Could you rewrite the records from the line with "outline power line" to the line with "M217 42L218 41L225", swapping "instance" for "object" and leaving everything else unchanged, with the pictures omitted from your answer?

------ Stored records

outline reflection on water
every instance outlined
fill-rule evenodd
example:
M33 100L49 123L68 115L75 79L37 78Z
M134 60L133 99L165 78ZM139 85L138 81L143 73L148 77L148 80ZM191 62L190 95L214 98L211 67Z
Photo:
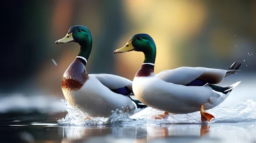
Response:
M26 126L24 126L26 125ZM0 125L1 142L252 142L256 124ZM47 142L48 141L48 142Z

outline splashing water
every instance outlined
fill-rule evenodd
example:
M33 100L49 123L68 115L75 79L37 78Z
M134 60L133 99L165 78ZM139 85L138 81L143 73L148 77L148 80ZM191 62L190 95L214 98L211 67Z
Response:
M77 108L71 106L66 101L68 113L66 117L59 120L61 125L75 126L106 125L108 124L125 124L131 125L139 124L201 124L201 114L199 111L188 114L170 114L166 119L155 120L152 116L163 113L163 111L147 107L144 109L138 109L136 113L130 116L121 111L113 111L109 118L91 117L85 120L89 116L83 113ZM252 100L236 102L231 107L226 107L219 105L207 111L214 115L216 118L211 123L236 123L256 122L256 102Z
M62 100L66 104L68 114L65 118L57 121L61 125L69 126L100 126L108 124L120 124L123 122L129 122L132 120L129 118L130 114L117 110L112 111L112 114L109 117L93 117L83 112L76 107L72 107L66 101ZM135 110L135 112L140 109Z

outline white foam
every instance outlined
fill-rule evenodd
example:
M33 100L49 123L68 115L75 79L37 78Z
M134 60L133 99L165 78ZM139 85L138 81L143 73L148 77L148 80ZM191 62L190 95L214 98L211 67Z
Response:
M68 114L65 118L58 121L59 124L66 125L91 126L105 125L115 124L125 124L131 125L147 124L157 125L162 124L201 124L200 112L184 114L172 114L166 119L155 120L152 116L163 113L163 111L147 107L142 110L138 109L136 113L130 116L124 113L116 111L109 118L95 117L85 120L88 117L77 108L73 108L63 100L66 105ZM234 103L230 107L226 107L221 104L213 109L207 110L214 115L216 118L211 120L211 123L235 123L256 122L256 102L252 100Z

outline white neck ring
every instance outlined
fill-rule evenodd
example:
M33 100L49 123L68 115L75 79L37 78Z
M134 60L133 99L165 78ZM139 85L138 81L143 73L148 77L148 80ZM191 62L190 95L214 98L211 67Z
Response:
M85 60L85 61L87 63L87 60L86 60L86 59L85 58L85 57L83 57L82 56L76 56L76 58L81 58L81 59L83 59L84 60Z
M142 64L142 65L143 65L143 64L146 64L152 65L154 65L154 64L153 64L152 63L144 63Z

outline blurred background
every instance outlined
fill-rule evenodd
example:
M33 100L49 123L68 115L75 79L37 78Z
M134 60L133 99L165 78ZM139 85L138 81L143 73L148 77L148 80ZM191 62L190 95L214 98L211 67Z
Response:
M113 52L145 33L156 43L156 74L180 66L228 69L237 61L242 71L228 77L225 85L237 80L243 81L241 87L256 85L255 1L27 0L2 5L2 113L65 110L61 79L79 47L55 41L74 25L86 26L92 36L89 74L132 80L143 54ZM255 97L250 90L238 90L243 98Z
M0 126L41 126L65 116L61 79L79 46L55 41L74 25L87 27L92 36L89 74L114 74L132 80L143 54L114 54L113 51L133 35L145 33L156 45L155 74L180 66L228 69L234 61L241 62L242 70L221 84L242 81L221 106L235 109L238 101L250 100L246 104L256 101L256 1L14 0L3 1L1 6ZM10 139L31 141L33 136L46 140L38 142L59 142L53 140L62 140L64 134L68 138L88 132L97 135L89 128L83 128L80 134L77 128L66 127L2 127L0 138L20 142ZM100 130L100 135L120 133L115 129ZM34 142L29 141L22 142Z

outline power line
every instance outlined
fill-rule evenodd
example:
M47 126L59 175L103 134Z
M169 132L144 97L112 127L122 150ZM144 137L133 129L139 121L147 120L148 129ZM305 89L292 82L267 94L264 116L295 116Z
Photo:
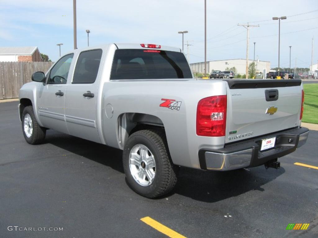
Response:
M281 33L280 35L286 35L286 34L290 34L292 33L295 33L296 32L298 32L300 31L304 31L306 30L312 30L314 29L316 29L316 28L318 28L318 27L314 27L312 28L309 28L308 29L305 29L304 30L296 30L295 31L291 31L290 32L286 32L286 33ZM267 37L268 36L278 36L278 34L276 34L276 35L269 35L268 36L255 36L254 37L251 37L251 38L260 38L262 37Z
M243 39L243 40L241 40L240 41L236 41L235 42L233 42L232 43L230 43L230 44L227 44L226 45L220 45L219 46L217 46L217 47L214 47L212 48L209 48L208 49L207 49L207 50L211 50L212 49L215 49L217 48L220 48L222 47L224 47L224 46L226 46L228 45L232 45L233 44L234 44L238 43L238 42L240 42L241 41L245 41L245 39ZM204 48L196 48L193 49L193 50L202 50Z
M217 42L218 41L225 41L225 40L226 40L228 39L232 38L233 37L233 36L237 36L238 35L240 35L240 34L241 34L242 33L244 33L245 32L245 30L244 30L243 31L241 31L239 33L238 33L237 34L236 34L235 35L232 35L231 36L230 36L230 37L228 37L226 38L224 38L223 39L220 39L220 40L218 40L217 41L209 41L209 42L210 42L210 43L213 43L214 42Z
M217 38L218 37L219 37L219 36L223 36L223 35L226 35L227 34L228 34L229 33L230 33L230 32L231 32L232 31L234 31L234 30L237 30L237 28L235 28L235 29L234 29L232 30L231 30L230 31L228 31L229 30L230 30L230 29L232 29L232 28L233 28L234 26L236 26L236 25L235 25L231 27L230 27L228 29L227 29L227 30L225 30L224 31L222 31L222 32L221 32L221 33L219 34L218 34L216 35L215 36L214 36L213 37L211 37L211 38L209 38L209 39L207 39L207 41L209 41L209 40L211 40L212 39L214 39L215 38ZM204 40L202 40L195 41L196 42L202 42L202 41L204 41Z
M299 14L296 14L295 15L292 15L291 16L287 16L287 17L295 17L296 16L299 16L300 15L303 15L304 14L307 14L308 13L311 13L312 12L314 12L315 11L318 11L318 9L316 9L316 10L314 10L313 11L308 11L307 12L304 12L302 13L299 13Z

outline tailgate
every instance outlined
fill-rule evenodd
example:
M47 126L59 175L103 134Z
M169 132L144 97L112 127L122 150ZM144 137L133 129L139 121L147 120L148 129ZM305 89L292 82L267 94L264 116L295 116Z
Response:
M228 84L226 143L299 125L301 80L225 81Z

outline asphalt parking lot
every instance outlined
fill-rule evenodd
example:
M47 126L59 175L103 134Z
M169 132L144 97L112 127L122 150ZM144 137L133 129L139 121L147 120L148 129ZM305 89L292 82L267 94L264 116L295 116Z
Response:
M52 130L27 144L18 103L0 103L0 237L168 237L147 216L188 238L317 237L318 170L294 164L318 166L318 131L280 169L183 168L173 192L151 200L126 184L120 150ZM291 223L310 225L286 230Z

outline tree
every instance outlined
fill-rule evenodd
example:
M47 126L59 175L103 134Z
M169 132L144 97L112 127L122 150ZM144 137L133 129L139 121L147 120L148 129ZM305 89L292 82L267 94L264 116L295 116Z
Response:
M252 62L248 65L248 77L250 78L252 78L253 77L255 77L256 71L255 62Z
M52 62L52 61L49 59L49 56L47 55L45 55L44 54L40 53L41 56L42 57L42 60L44 62Z

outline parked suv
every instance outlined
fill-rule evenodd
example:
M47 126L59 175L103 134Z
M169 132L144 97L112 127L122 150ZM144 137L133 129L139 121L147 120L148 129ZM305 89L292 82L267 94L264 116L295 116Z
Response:
M223 72L220 70L215 70L210 75L210 78L223 78L224 77Z
M279 75L278 74L278 72L269 72L266 74L266 78L276 78L277 76L280 76L282 79L285 79L285 74L288 73L288 72L285 72L284 71L280 71Z
M234 72L233 71L223 71L223 76L226 78L233 78L234 77Z

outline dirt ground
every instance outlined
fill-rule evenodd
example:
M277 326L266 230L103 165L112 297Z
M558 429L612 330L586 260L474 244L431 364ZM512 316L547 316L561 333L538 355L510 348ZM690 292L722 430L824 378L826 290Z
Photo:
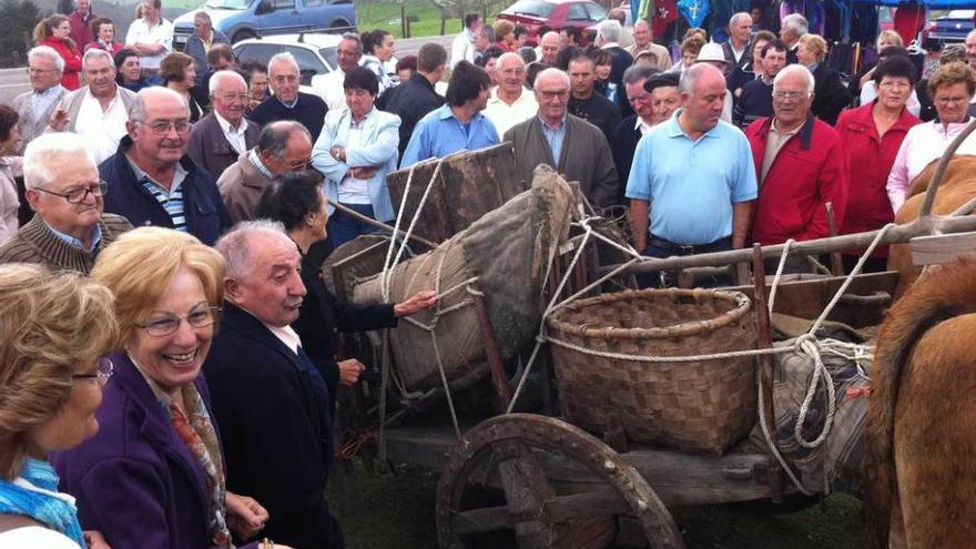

------------

**Response for this exercise:**
outline power line
every object outlined
fill-rule evenodd
example:
M47 126L59 175L103 134Z
M169 132L144 97L112 127L122 150ZM144 137L133 129L139 121L147 120L148 129ZM305 89L292 82L267 94L264 116L295 116Z
Photo:
Response:
M281 33L280 35L286 35L286 34L290 34L292 33L295 33L296 32L298 32L300 31L304 31L306 30L312 30L314 29L316 29L316 28L318 28L318 27L314 27L312 28L309 28L308 29L305 29L304 30L296 30L295 31L291 31L290 32L286 32L286 33ZM267 37L268 36L278 36L278 34L276 34L276 35L269 35L268 36L255 36L254 37L251 37L251 38L260 38L262 37Z
M243 39L243 40L241 40L240 41L236 41L235 42L233 42L232 43L230 43L230 44L227 44L226 45L220 45L219 46L217 46L217 47L214 47L212 48L209 48L208 49L207 49L207 50L211 50L212 49L215 49L217 48L220 48L222 47L224 47L224 46L226 46L228 45L232 45L233 44L234 44L238 43L238 42L240 42L241 41L245 41L245 39ZM204 48L196 48L193 49L193 50L202 50Z
M217 42L218 41L225 41L225 40L226 40L228 39L232 38L233 37L233 36L237 36L238 35L240 35L240 34L241 34L242 33L244 33L245 32L245 30L244 30L243 31L241 31L239 33L238 33L237 34L236 34L235 35L232 35L231 36L230 36L230 37L228 37L226 38L224 38L223 39L220 39L220 40L218 40L217 41L209 41L209 42L210 42L210 43L213 43L214 42Z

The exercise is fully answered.